═══ Supplied data
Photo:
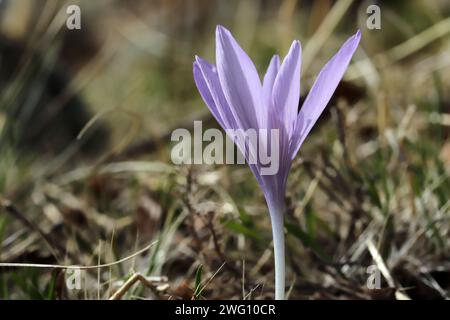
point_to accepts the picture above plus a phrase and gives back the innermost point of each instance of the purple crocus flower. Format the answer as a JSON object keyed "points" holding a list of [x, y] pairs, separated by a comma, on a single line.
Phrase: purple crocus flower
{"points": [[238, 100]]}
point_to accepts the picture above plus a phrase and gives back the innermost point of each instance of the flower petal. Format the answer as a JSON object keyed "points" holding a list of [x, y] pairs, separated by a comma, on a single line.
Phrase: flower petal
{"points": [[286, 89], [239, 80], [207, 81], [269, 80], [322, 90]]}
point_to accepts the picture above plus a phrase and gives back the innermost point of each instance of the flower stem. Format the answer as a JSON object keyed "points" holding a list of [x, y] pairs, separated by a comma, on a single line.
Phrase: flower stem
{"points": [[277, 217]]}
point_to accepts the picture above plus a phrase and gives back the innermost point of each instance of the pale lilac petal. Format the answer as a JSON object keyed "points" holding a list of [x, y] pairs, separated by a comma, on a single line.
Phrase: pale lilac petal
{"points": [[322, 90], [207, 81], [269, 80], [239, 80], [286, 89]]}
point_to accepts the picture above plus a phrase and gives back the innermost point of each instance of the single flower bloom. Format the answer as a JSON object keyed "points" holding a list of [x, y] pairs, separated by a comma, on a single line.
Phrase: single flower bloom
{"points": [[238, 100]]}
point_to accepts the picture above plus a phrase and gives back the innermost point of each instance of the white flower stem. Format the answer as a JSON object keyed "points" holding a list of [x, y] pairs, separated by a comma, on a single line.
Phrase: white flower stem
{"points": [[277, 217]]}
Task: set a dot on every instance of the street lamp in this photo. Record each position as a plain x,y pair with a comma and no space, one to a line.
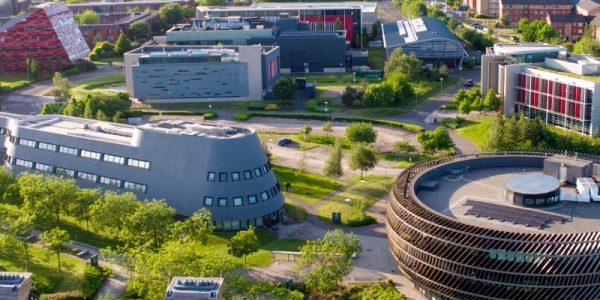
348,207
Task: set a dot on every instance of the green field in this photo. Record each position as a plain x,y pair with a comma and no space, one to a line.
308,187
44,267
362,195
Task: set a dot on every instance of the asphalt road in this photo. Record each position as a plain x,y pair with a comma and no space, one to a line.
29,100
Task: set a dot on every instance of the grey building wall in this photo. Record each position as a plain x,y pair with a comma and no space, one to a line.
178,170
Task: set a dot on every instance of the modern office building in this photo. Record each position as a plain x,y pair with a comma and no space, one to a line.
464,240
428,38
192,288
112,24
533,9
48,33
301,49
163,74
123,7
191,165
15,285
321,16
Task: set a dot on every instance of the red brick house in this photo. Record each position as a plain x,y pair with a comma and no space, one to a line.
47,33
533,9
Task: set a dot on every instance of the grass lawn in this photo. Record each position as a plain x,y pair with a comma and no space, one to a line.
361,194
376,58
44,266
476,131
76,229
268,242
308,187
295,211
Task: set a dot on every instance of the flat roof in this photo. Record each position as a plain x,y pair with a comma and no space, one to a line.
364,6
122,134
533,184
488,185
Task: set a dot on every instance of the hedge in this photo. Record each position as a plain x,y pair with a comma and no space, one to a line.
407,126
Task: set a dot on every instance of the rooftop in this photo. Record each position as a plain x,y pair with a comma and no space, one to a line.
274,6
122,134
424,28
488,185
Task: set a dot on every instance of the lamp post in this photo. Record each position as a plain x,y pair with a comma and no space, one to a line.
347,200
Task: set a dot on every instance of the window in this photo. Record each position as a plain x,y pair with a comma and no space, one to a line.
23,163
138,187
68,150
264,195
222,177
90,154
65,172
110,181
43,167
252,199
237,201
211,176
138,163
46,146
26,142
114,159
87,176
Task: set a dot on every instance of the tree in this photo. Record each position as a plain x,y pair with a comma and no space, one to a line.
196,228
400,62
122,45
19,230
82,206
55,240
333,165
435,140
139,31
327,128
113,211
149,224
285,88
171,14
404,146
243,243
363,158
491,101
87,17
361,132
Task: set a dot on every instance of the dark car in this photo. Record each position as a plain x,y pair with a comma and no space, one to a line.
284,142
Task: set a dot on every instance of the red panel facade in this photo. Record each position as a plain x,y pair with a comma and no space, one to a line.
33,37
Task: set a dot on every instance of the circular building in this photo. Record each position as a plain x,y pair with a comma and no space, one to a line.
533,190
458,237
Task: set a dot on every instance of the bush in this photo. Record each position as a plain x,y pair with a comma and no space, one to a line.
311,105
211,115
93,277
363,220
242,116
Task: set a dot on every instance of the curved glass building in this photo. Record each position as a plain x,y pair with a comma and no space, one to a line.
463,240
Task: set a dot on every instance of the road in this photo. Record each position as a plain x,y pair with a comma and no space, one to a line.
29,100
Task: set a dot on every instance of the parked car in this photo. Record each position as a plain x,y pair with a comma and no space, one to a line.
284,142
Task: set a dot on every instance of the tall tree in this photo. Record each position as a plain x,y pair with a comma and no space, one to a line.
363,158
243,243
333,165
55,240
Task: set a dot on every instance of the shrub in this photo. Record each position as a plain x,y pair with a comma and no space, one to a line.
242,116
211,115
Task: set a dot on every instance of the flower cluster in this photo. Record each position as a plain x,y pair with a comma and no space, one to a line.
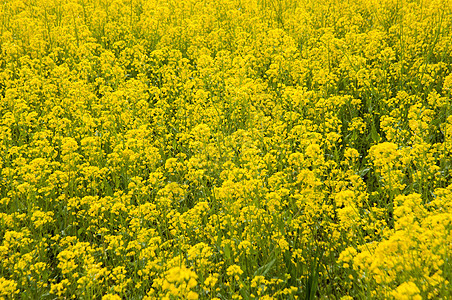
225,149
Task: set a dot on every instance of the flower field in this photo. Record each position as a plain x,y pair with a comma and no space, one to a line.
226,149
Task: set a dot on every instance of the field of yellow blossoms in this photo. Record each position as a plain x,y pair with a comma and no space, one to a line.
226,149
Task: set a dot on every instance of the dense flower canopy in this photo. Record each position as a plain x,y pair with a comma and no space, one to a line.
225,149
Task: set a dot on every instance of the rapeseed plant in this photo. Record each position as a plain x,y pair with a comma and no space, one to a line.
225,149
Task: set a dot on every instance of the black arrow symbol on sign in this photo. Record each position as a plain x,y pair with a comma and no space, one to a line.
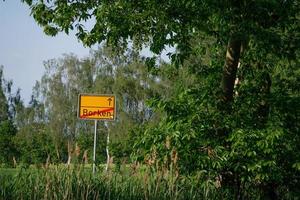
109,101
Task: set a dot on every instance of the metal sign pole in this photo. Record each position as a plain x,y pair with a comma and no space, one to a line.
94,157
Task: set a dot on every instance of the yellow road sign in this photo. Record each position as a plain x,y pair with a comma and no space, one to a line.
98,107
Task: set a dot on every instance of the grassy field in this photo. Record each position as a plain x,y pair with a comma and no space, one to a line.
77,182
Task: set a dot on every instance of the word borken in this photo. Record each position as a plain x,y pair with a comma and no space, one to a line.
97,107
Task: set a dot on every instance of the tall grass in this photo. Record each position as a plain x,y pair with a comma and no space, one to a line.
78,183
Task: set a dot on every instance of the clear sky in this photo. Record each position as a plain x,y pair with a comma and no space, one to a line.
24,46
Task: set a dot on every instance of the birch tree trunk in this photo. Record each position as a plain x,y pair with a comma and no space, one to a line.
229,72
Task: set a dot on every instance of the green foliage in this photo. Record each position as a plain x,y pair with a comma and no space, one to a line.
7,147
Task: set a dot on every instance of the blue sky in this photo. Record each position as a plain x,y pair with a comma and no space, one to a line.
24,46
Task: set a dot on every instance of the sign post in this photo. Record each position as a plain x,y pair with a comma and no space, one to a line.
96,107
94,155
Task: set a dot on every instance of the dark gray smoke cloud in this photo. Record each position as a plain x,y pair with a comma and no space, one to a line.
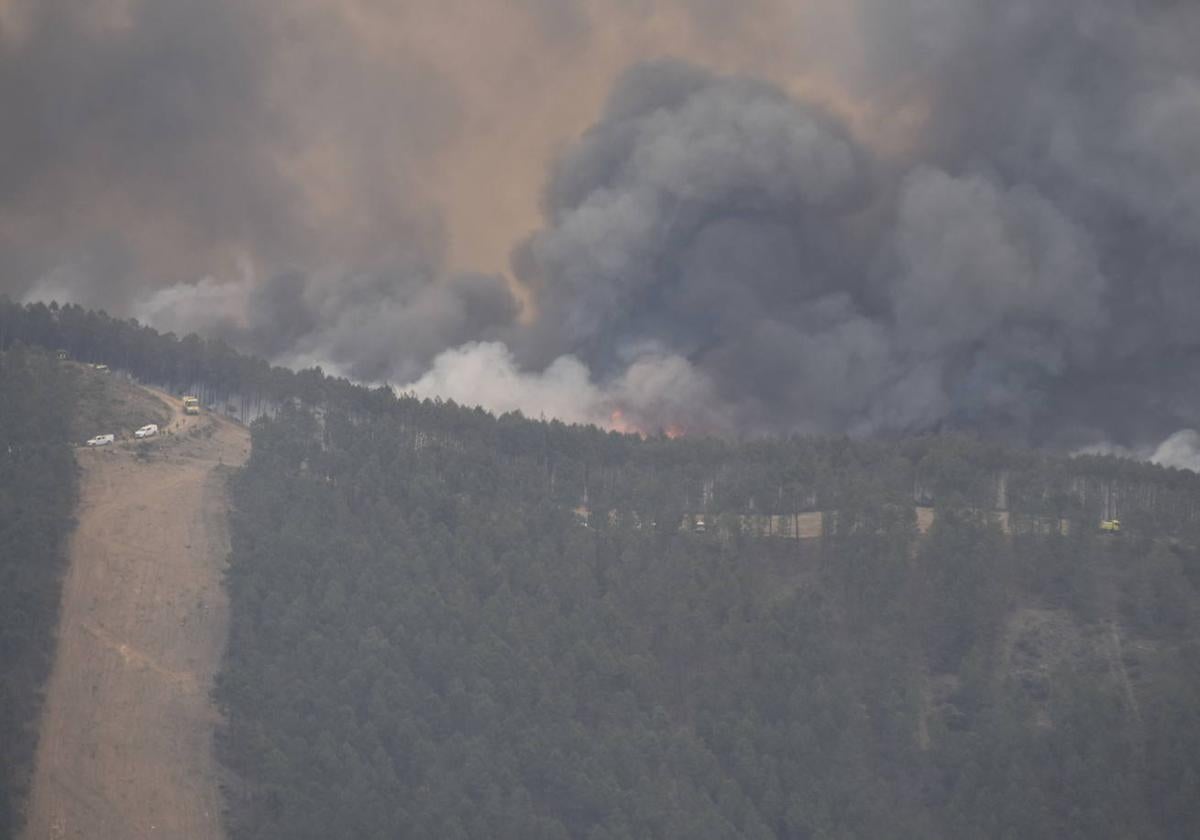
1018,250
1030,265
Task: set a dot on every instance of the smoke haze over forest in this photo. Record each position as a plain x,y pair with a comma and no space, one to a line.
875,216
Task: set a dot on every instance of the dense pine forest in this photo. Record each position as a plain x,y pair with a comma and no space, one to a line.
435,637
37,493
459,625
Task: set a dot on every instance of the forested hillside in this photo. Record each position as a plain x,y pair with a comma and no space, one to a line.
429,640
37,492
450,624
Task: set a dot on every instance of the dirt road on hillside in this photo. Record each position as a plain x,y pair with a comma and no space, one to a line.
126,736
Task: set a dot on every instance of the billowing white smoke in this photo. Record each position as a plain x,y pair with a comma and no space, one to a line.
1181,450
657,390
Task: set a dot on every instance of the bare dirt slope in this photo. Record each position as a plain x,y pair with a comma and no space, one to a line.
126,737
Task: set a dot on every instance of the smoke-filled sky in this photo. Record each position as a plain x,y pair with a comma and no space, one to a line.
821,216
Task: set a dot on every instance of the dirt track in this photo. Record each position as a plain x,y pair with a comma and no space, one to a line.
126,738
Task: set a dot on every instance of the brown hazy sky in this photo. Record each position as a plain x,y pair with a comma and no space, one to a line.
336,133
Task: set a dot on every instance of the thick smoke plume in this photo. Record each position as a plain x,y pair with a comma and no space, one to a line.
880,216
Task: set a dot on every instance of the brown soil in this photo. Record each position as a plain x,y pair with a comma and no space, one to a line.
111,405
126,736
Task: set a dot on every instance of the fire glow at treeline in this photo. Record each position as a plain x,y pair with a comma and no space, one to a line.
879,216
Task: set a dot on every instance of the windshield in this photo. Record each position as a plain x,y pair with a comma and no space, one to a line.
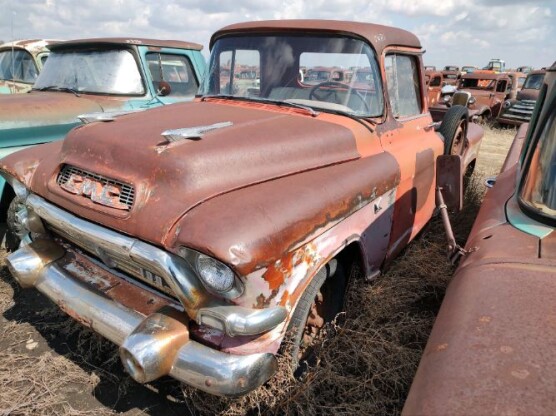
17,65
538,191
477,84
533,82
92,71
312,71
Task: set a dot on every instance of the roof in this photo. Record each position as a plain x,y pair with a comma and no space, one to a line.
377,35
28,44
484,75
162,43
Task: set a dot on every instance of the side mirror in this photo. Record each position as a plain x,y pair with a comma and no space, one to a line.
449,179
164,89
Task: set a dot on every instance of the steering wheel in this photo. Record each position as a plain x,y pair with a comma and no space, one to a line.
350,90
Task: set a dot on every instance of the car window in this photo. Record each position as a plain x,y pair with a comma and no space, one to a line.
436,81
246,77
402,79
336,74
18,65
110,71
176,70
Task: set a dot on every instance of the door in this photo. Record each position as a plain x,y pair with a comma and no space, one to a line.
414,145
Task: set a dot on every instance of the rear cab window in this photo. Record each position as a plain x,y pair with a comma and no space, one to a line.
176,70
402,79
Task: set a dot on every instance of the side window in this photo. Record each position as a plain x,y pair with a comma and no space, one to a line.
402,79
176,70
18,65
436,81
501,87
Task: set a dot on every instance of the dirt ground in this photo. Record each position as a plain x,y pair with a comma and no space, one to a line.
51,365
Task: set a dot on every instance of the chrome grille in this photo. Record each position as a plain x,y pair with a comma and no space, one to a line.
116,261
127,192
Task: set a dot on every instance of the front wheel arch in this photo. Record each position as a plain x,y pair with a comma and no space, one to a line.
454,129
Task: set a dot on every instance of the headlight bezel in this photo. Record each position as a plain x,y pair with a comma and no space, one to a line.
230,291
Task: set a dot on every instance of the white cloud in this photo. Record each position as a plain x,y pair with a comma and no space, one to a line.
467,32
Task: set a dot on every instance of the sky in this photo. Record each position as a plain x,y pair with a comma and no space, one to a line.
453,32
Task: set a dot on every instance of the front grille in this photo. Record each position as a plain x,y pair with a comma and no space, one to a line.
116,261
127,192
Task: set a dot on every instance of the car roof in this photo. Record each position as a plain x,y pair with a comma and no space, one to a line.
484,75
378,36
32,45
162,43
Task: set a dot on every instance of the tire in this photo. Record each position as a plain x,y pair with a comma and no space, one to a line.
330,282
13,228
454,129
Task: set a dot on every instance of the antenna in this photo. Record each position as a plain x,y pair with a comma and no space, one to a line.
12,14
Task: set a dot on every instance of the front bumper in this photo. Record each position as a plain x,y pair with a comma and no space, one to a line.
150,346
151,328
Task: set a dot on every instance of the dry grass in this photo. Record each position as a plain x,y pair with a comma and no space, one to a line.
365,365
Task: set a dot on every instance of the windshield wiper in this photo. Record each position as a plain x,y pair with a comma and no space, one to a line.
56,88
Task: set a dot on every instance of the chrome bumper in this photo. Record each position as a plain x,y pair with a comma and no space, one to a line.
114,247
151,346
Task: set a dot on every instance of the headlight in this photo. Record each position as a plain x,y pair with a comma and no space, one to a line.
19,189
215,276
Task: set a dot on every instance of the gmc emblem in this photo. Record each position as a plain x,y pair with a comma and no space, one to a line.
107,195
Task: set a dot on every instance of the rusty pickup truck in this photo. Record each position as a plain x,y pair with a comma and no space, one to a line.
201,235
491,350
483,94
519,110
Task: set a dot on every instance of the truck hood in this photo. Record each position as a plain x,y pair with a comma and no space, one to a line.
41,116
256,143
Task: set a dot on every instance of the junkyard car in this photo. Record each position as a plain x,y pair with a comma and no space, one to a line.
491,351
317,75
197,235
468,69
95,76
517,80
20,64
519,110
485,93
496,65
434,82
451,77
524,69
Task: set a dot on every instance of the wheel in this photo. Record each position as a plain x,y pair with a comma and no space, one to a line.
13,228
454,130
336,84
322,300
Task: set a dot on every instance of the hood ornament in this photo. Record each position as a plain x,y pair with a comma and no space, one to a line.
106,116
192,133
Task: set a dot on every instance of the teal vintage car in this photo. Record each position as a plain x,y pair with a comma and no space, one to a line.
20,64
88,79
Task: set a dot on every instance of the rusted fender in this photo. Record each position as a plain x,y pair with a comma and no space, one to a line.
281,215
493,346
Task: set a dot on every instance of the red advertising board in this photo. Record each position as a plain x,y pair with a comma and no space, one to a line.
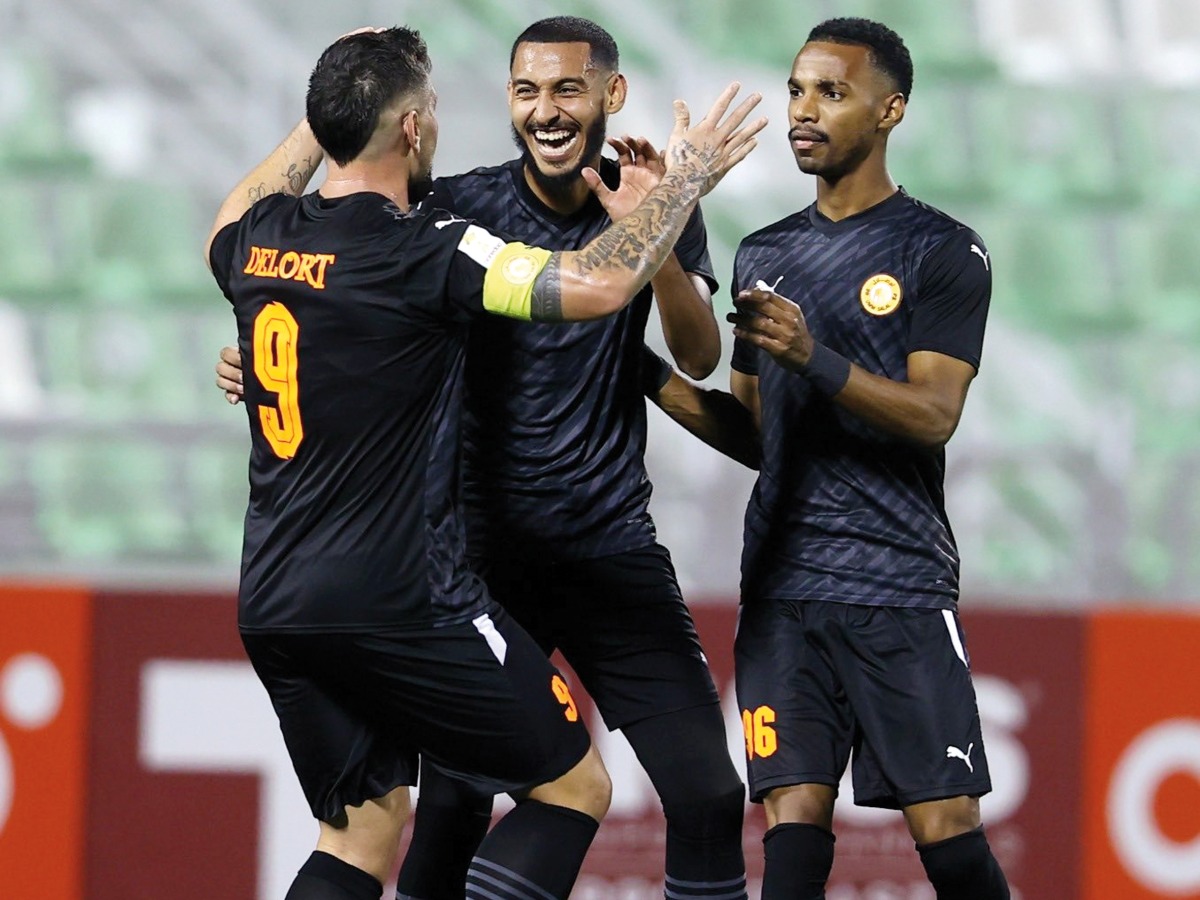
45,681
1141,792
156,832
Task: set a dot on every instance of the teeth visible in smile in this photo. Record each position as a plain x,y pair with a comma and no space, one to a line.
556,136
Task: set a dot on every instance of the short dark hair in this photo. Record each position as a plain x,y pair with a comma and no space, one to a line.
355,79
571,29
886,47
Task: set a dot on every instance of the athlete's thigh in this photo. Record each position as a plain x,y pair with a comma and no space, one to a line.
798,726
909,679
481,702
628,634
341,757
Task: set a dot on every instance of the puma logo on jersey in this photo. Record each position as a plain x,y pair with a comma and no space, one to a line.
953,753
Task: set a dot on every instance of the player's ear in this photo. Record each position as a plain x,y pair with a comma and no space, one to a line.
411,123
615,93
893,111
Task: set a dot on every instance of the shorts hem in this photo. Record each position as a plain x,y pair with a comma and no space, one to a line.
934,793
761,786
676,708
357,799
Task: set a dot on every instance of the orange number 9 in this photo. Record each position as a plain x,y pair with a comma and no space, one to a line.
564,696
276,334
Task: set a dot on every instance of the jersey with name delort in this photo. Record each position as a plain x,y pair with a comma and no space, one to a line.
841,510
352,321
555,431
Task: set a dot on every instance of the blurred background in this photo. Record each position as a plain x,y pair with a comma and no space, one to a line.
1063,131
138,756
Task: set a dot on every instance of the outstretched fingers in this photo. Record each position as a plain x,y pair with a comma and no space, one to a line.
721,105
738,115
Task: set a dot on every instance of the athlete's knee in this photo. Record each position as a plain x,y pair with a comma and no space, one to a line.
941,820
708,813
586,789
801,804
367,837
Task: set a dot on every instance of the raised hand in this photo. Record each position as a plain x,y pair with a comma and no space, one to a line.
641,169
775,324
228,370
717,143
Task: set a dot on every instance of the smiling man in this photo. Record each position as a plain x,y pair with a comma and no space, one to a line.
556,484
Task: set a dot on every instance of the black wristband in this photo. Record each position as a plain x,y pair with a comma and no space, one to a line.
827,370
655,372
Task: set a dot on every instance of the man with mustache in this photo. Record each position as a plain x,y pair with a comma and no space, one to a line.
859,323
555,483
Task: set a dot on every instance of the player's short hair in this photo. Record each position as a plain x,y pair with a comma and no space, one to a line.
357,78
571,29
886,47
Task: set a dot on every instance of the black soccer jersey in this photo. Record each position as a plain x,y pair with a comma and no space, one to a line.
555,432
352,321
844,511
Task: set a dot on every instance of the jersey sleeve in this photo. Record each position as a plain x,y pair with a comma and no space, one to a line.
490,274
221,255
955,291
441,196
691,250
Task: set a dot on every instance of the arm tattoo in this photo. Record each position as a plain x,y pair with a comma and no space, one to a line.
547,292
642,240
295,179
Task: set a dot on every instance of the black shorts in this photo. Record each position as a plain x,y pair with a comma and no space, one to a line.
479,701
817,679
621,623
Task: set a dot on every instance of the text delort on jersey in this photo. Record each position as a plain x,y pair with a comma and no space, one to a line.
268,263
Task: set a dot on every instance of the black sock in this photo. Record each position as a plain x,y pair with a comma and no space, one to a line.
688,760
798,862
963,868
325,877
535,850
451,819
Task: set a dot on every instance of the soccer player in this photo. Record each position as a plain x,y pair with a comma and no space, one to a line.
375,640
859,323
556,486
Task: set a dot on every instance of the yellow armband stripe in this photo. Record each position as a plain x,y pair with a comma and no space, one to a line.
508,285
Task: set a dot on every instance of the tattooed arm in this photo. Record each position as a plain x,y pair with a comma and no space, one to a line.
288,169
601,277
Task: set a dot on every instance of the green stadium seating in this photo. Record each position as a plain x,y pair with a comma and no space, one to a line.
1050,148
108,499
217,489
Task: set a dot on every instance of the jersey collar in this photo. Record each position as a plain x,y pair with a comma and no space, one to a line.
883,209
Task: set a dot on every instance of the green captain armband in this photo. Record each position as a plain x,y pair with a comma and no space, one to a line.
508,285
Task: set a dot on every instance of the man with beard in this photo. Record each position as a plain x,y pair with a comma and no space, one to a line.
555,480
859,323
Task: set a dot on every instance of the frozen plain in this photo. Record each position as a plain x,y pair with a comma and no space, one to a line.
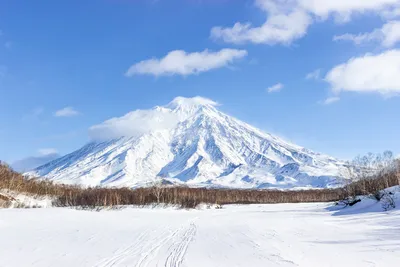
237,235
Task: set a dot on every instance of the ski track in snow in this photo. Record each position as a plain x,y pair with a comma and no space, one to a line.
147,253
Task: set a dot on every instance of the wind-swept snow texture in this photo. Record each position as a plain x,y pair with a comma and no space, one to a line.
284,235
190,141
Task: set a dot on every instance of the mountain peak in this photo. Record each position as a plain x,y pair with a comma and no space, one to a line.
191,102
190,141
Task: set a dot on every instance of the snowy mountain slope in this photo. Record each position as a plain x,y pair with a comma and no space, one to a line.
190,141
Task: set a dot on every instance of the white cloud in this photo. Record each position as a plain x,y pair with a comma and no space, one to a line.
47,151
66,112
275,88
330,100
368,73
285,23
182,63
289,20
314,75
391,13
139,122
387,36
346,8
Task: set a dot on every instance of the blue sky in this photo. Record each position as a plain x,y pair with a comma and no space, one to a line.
══════
Please go over the data above and tally every line holding "list"; reply only with the count.

- Response: 6